Семантика данной сюжетной ситуации естественно обусловливает появление в чеховском творчестве особого типа персонажа – проходимца или прохвоста, если воспользоваться авторскими наименованиями. Непременной деталью его жизнеповедения становится именно пристрастие к шампанскому. Таков Венгерович 2 в пьесе «Безотцовщина»:
«Венгерович 2. Да… Отец уехал, и я принужден идти пешком. Наслаждаетесь? А ведь как приятно, не правда ли? – выпить шампанского и под куражом обозревать самого себя!» (11, 101) .
Таков Федор Иванович в комедии «Леший»:
«Соня. А ты, дядя Жорж, опять пил шампанское с Федей и катался на тройке. Подружились ясные соколы» (11, 154).
Таков муж Раневской в комедии «Вишневый сад»:
«Любовь Андреевна. О, мои грехи… Я всегда сорила деньгами без удержу, как сумасшедшая, и вышла замуж за человека, который делал одни только долги. Муж мой умер от шампанского» (13, 220).
Последний случай словоупотребления примечателен тем, что здесь семантика образа эксплицирована: смерть от шампанского маркирует отнюдь не пищевое или алкогольное отравление; она является следствием совершенно определенного, очевидного в контексте чеховского творчества способа жизнеповедения.

━━━━━━━━━━━━━━━━━━━━

Задания:
1 – Какую непременную деталь жизнеповедения проходимца называет текст для разбора?
2 – Перепишите из текста для разбора отрывок от слов «Таков муж Раневской» до слов «творчества способа жизнеповедения.» включительно.
Строки, приведённые дальше, к тексту для разбора отношения не имеют.

━━━━━━━━━━━━━━━━━━━━

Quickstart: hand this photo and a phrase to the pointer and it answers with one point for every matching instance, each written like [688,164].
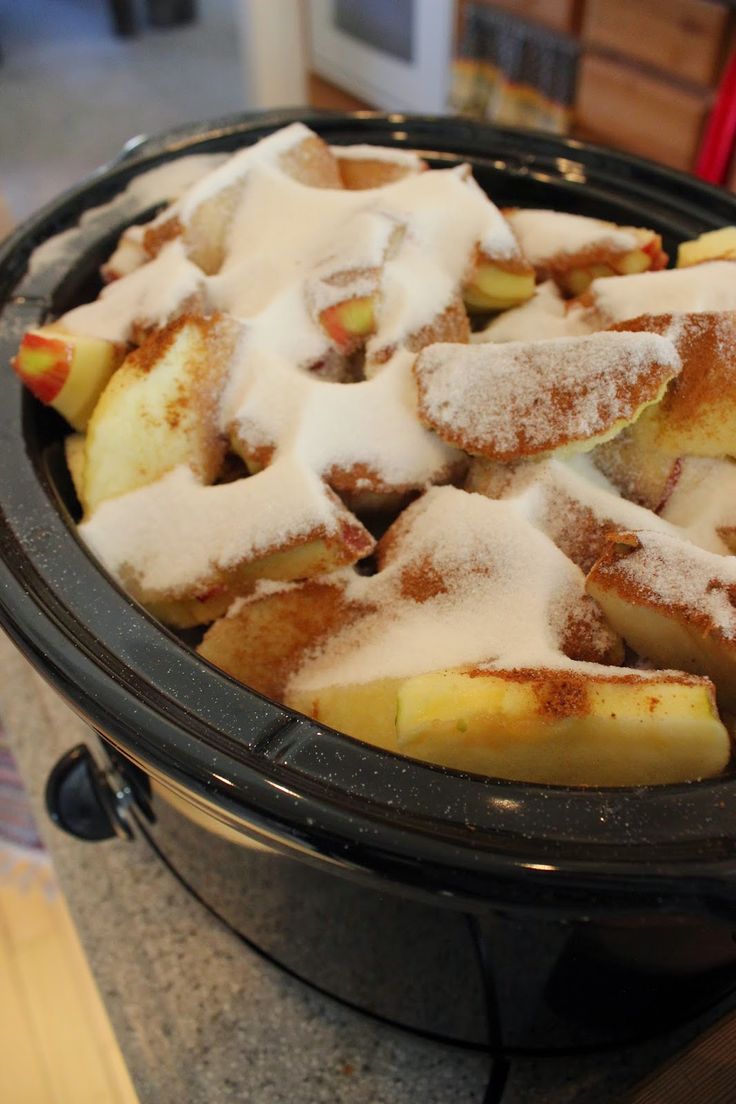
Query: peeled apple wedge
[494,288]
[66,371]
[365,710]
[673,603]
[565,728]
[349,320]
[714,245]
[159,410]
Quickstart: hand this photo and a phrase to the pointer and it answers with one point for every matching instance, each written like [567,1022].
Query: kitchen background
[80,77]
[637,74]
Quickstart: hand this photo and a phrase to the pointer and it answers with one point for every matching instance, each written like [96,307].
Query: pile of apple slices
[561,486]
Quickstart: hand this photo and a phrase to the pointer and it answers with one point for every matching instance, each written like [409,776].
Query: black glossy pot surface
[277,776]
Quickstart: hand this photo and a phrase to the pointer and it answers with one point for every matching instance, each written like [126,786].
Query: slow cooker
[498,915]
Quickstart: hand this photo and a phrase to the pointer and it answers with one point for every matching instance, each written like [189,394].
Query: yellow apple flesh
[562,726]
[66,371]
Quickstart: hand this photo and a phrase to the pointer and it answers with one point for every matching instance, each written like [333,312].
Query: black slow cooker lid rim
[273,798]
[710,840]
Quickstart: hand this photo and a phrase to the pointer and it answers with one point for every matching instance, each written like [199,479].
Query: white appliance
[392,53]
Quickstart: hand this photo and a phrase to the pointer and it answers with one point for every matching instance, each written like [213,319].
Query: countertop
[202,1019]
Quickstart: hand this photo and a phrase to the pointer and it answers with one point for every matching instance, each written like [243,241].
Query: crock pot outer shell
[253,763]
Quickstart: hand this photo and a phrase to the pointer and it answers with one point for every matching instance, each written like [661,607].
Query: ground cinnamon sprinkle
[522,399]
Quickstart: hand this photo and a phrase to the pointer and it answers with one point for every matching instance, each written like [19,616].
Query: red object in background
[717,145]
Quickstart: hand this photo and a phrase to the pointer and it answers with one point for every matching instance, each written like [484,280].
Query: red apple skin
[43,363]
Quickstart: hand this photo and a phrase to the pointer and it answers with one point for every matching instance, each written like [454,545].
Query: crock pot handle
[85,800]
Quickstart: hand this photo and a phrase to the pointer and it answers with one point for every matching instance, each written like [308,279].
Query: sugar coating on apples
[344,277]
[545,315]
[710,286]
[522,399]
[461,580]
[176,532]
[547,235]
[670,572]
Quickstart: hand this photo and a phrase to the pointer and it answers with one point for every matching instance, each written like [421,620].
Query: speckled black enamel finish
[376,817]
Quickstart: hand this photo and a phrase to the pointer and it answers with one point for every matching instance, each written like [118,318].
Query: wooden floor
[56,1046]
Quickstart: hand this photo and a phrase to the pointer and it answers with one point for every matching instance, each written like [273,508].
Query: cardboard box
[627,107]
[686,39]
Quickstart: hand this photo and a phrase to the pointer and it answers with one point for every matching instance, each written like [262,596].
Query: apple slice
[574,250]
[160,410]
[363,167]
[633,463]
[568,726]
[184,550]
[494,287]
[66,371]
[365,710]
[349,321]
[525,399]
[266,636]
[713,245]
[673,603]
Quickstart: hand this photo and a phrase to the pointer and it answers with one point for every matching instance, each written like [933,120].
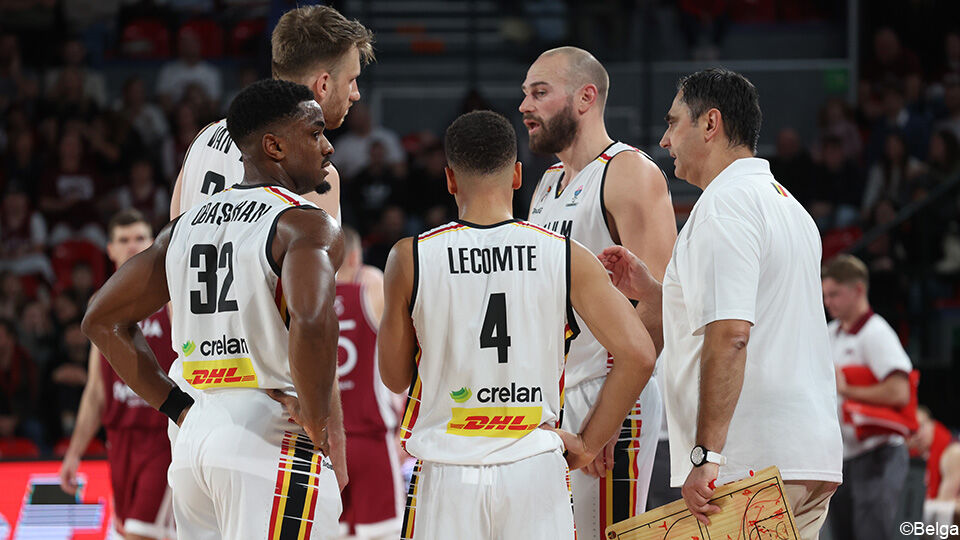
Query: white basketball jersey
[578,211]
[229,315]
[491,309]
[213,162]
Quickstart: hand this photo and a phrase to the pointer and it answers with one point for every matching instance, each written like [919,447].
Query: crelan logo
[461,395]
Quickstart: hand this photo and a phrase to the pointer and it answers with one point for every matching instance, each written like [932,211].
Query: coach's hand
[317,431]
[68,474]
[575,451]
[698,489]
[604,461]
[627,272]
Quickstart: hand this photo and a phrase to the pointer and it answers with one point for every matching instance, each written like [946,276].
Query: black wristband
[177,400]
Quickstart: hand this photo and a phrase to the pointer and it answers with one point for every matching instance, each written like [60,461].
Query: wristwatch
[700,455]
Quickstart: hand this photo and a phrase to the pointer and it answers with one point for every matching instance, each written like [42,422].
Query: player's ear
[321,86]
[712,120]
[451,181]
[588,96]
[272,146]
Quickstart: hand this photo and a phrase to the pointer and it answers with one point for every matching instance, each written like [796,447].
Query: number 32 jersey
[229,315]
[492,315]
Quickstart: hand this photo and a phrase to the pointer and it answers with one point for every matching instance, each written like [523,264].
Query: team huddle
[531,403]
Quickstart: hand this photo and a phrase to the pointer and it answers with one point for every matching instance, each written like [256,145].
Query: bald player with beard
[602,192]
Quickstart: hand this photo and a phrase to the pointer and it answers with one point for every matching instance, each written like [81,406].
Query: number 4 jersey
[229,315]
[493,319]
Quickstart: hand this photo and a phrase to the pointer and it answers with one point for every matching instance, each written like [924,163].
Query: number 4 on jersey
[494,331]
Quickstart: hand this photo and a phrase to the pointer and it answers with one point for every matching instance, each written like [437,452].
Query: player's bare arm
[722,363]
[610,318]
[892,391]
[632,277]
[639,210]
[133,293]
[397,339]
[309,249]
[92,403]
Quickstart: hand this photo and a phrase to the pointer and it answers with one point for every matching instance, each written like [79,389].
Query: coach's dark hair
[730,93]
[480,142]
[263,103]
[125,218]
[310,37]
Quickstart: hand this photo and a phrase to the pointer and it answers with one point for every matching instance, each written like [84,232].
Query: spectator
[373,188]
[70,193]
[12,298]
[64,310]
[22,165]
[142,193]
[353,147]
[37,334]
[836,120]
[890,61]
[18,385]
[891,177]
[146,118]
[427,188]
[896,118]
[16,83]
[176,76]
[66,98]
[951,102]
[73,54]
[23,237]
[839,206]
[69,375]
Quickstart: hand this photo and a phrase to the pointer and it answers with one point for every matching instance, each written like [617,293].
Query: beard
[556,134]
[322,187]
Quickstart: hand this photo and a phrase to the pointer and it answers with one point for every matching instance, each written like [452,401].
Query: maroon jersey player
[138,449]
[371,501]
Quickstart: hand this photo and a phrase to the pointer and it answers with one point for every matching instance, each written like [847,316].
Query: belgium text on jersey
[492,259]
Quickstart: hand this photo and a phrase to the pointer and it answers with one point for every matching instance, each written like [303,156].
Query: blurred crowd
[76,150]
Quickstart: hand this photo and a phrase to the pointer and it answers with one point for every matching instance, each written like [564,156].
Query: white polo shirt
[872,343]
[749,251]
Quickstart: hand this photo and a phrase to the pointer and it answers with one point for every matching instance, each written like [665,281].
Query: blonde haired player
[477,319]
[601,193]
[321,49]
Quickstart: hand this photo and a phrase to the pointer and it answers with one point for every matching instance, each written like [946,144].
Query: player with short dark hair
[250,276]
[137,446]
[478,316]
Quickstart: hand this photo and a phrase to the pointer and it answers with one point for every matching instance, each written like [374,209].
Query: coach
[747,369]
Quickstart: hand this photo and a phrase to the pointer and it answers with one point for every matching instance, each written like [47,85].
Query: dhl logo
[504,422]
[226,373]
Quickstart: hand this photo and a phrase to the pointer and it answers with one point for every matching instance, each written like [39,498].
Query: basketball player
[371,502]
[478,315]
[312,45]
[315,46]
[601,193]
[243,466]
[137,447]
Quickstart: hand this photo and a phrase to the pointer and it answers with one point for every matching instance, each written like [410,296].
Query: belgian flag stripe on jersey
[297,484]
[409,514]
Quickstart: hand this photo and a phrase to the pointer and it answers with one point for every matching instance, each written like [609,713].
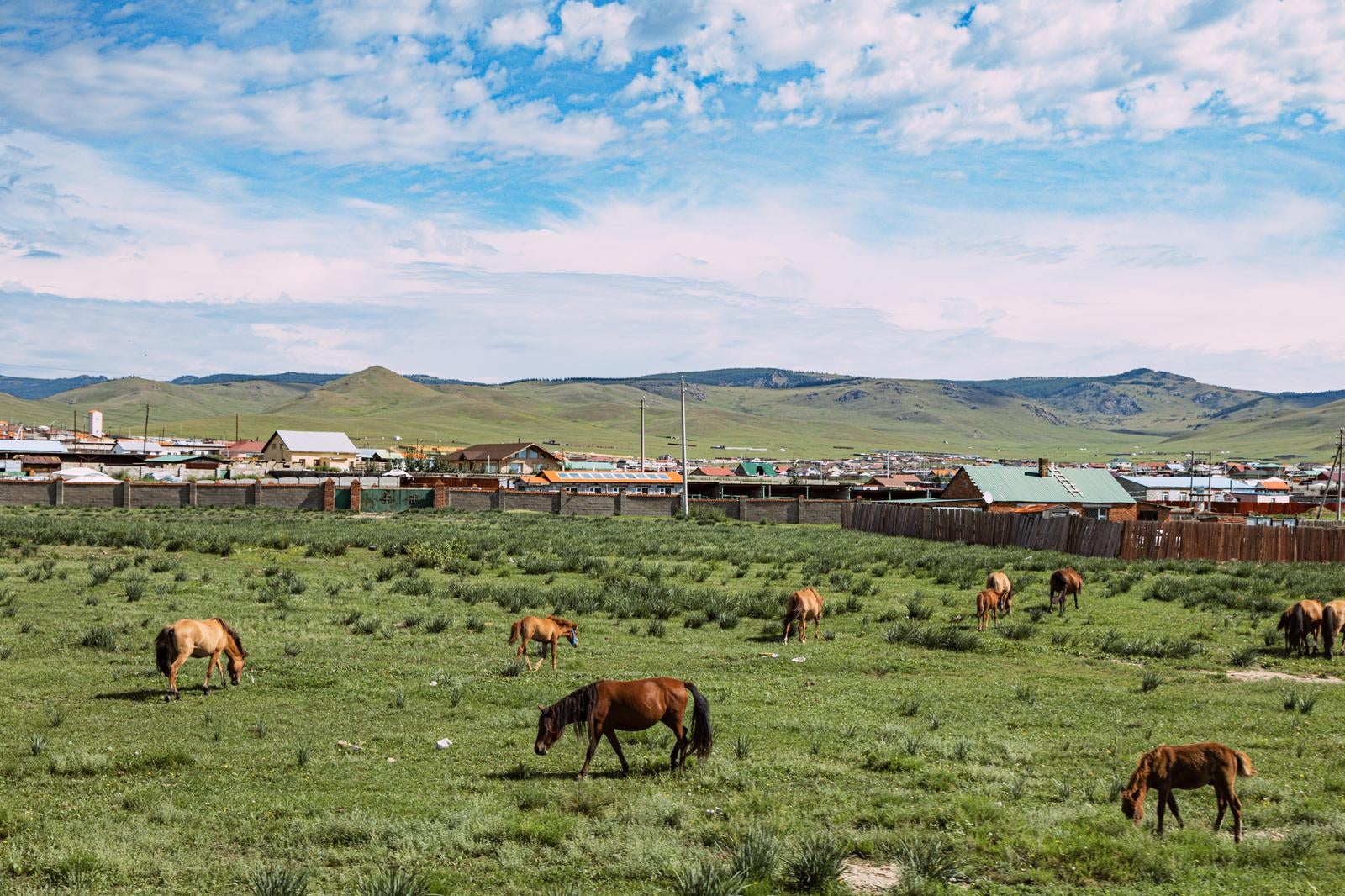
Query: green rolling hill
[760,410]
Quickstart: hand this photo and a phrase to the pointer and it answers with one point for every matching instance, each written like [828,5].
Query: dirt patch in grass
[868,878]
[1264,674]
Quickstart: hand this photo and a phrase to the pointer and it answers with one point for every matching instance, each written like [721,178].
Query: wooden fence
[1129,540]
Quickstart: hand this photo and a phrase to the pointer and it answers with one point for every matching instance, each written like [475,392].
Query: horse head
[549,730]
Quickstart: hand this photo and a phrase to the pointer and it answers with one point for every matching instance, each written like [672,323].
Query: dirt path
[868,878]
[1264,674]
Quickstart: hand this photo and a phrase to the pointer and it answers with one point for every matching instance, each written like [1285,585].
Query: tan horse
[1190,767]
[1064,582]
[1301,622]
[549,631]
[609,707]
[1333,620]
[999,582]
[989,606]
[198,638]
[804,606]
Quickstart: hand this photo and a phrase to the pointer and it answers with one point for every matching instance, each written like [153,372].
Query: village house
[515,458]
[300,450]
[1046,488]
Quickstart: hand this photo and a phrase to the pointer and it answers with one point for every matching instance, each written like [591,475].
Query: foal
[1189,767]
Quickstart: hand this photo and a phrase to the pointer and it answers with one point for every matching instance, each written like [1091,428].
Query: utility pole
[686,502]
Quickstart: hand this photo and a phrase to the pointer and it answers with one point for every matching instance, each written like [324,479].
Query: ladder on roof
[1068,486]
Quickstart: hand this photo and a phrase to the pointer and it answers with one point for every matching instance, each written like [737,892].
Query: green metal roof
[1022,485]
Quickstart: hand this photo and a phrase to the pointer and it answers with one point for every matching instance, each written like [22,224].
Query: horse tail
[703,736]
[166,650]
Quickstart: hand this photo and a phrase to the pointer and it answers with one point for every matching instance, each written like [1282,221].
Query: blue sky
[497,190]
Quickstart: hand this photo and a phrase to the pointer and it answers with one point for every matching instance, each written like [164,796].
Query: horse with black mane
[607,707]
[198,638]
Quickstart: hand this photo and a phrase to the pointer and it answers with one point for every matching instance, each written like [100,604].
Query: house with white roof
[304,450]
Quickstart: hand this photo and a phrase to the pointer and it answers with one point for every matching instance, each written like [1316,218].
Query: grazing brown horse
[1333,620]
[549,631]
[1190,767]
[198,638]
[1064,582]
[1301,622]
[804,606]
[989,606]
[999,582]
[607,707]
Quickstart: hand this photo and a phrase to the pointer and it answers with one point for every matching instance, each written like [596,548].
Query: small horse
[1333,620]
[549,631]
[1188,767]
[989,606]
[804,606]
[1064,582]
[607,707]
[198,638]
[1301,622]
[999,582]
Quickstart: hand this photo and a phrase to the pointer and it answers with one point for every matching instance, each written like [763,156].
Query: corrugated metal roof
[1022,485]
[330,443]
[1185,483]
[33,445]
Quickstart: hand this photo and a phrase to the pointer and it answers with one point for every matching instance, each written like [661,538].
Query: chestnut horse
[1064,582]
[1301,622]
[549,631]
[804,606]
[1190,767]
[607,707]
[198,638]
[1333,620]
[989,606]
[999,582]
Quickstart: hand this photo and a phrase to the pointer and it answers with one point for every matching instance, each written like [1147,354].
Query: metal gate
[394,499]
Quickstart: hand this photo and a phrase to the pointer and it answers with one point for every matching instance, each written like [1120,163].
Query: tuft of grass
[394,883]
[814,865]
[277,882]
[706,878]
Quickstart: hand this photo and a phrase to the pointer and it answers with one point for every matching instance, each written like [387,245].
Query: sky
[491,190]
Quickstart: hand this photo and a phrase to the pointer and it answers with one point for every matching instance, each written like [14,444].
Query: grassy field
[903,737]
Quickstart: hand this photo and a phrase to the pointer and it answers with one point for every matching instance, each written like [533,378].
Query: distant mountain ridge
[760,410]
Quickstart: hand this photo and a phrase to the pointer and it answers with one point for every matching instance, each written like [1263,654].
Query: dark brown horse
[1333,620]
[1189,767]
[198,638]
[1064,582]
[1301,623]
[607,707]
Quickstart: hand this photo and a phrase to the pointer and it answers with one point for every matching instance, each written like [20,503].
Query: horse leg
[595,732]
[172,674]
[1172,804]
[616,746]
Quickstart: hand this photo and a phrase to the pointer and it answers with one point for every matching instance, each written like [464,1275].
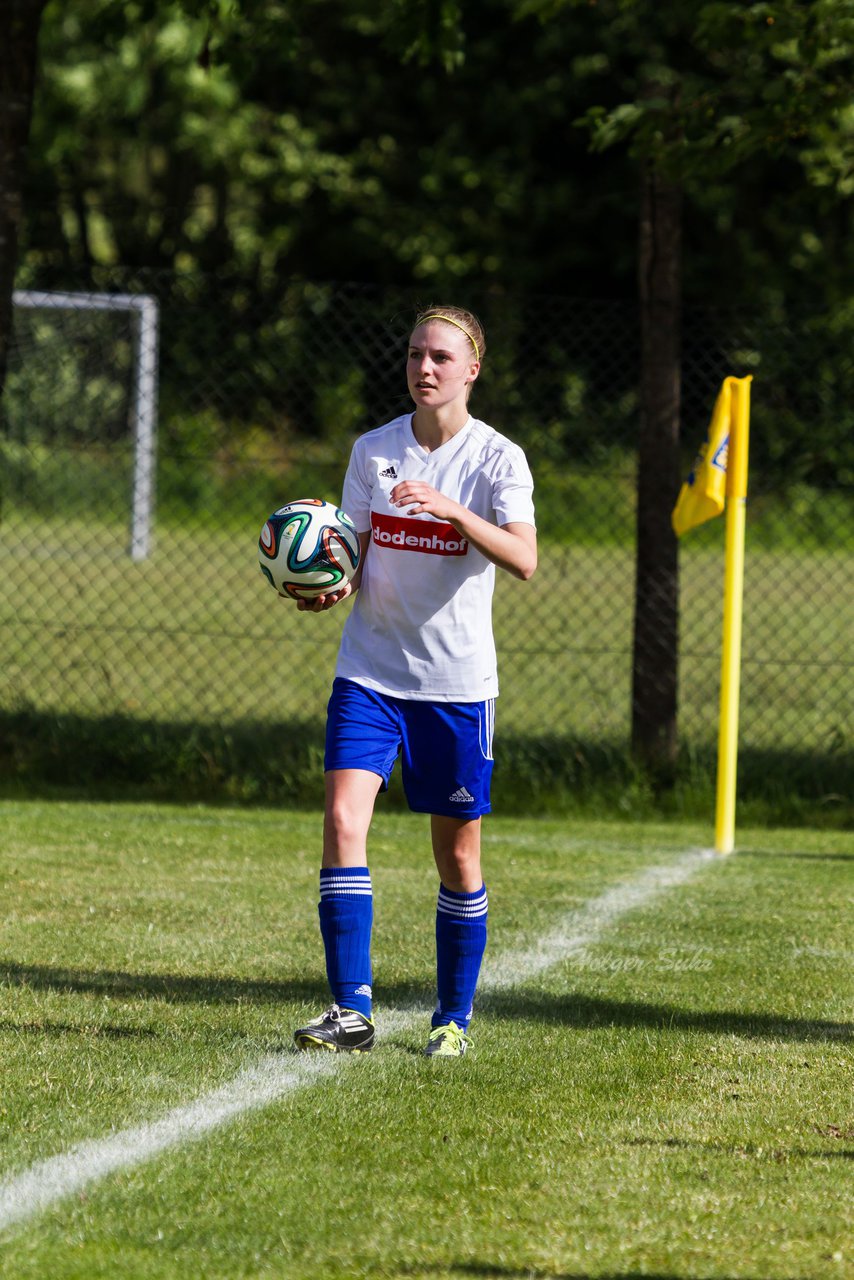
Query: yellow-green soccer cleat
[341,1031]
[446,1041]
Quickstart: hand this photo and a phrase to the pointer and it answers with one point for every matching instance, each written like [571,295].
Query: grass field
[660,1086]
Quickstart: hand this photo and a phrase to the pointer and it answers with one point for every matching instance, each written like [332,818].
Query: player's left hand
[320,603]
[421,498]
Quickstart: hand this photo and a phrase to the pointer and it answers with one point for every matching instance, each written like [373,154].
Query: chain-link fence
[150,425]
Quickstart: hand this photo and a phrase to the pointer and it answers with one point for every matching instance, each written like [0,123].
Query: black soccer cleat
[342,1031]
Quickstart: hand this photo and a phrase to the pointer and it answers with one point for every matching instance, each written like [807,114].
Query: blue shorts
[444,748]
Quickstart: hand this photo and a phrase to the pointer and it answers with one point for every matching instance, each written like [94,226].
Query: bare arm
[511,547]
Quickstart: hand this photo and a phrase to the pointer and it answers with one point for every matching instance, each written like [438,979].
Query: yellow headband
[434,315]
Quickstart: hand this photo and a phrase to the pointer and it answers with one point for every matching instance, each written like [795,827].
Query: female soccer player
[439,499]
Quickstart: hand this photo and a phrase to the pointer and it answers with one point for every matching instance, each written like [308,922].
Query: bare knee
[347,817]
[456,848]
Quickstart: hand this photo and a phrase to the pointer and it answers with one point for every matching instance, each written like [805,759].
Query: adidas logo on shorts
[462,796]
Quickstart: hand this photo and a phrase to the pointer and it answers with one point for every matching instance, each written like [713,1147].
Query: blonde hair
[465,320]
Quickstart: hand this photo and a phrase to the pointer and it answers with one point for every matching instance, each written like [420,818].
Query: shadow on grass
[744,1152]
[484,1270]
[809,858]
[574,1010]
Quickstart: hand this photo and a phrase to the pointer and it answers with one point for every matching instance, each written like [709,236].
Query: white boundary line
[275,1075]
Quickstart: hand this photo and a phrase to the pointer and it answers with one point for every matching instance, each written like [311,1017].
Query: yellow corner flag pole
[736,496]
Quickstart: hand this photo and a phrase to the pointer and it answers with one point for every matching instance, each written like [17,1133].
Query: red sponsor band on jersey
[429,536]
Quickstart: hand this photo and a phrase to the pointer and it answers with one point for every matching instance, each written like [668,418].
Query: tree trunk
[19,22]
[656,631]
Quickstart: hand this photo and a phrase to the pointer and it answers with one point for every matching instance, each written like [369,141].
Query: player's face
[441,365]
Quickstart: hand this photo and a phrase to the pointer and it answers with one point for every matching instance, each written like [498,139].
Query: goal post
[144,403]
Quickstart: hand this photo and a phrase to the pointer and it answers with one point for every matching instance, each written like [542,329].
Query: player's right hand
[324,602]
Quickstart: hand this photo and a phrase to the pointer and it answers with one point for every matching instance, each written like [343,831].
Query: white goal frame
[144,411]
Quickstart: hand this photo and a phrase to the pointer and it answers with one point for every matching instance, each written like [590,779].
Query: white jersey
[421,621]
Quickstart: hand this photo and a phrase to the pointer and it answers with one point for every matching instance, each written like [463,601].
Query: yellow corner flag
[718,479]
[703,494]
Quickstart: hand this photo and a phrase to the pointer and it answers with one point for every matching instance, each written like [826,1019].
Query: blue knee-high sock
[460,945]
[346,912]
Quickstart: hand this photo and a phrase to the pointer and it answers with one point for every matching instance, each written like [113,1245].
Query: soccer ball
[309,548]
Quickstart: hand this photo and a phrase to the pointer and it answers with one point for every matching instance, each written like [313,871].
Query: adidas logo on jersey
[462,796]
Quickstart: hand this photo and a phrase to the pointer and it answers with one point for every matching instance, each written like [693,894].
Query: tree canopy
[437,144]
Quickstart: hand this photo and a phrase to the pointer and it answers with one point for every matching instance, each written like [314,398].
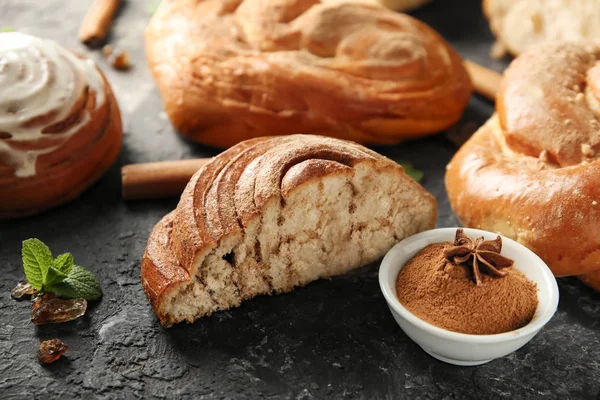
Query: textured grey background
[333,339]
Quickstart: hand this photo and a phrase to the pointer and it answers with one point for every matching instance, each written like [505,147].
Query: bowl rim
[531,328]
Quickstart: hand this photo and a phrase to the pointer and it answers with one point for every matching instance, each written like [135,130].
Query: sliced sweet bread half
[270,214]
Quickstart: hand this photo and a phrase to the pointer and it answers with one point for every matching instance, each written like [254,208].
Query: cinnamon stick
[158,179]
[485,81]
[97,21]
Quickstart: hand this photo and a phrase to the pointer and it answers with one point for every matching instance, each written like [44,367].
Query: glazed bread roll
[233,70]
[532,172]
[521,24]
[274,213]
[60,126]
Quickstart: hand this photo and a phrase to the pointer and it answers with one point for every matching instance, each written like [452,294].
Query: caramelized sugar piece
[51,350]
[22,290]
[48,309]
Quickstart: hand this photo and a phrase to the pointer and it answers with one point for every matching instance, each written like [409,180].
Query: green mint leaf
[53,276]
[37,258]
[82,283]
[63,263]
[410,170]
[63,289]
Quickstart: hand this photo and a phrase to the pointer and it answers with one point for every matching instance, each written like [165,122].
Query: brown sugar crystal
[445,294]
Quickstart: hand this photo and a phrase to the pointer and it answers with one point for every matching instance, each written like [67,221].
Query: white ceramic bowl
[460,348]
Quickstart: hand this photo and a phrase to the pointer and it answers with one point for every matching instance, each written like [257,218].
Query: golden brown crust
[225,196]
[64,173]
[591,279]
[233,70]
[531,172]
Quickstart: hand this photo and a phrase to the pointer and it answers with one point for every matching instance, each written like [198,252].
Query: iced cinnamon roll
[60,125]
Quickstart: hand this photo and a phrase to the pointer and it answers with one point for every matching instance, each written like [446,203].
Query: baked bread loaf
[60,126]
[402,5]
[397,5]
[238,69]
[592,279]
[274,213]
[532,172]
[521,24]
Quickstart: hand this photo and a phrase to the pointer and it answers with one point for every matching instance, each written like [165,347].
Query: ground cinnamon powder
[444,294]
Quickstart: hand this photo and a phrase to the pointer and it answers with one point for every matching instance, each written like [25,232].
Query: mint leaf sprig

━━━━━━━━━━━━━━━━━━━━

Ответы:
1 – Пристрастие к шампанскому.

2 –
Таков муж Раневской в комедии «Вишневый сад»:
«Любовь Андреевна. О, мои грехи… Я всегда сорила деньгами без удержу, как сумасшедшая, и вышла замуж за человека, который делал одни только долги. Муж мой умер от шампанского» (13, 220).
Последний случай словоупотребления примечателен тем, что здесь семантика образа эксплицирована: смерть от шампанского маркирует отнюдь не пищевое или алкогольное отравление; она является следствием совершенно определенного, очевидного в контексте чеховского творчества способа жизнеповедения.